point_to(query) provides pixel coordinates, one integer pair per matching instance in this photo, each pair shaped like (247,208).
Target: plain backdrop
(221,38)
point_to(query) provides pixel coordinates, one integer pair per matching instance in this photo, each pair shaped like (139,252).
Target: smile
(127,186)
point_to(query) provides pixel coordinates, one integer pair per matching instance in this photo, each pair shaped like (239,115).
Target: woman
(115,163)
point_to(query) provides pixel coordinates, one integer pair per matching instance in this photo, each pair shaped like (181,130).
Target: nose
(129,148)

* * *

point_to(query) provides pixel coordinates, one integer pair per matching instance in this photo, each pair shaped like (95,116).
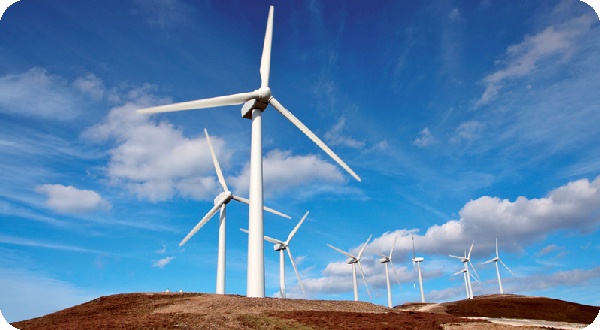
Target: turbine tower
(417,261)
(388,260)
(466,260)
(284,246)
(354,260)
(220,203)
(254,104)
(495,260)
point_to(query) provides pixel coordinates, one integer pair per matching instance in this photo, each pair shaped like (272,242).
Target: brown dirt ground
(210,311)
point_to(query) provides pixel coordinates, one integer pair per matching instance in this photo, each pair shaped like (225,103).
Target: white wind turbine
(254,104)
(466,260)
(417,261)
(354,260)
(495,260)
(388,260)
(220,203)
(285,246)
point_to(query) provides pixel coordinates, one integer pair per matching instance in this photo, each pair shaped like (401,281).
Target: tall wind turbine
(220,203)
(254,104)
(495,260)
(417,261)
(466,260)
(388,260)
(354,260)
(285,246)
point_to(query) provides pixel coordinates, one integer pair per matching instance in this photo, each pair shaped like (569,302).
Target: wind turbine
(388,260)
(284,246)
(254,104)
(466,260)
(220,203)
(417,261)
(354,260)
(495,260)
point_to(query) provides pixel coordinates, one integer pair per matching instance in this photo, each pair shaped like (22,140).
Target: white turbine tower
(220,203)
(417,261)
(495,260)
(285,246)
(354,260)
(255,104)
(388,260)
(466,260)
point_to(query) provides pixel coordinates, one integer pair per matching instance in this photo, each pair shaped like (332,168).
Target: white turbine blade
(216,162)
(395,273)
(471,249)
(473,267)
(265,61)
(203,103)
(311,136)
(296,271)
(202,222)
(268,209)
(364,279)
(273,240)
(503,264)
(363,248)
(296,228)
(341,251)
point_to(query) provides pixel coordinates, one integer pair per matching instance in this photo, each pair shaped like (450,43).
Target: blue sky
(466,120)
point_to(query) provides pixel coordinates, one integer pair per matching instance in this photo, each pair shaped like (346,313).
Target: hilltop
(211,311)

▶ [Instructions to follow]: Pick out every line in the entries above that contains the word "tower", and copy each one in full. Case counts, so match capital and small letters.

▶ [Solved exercise]:
Target: turbine tower
Target: white turbine tower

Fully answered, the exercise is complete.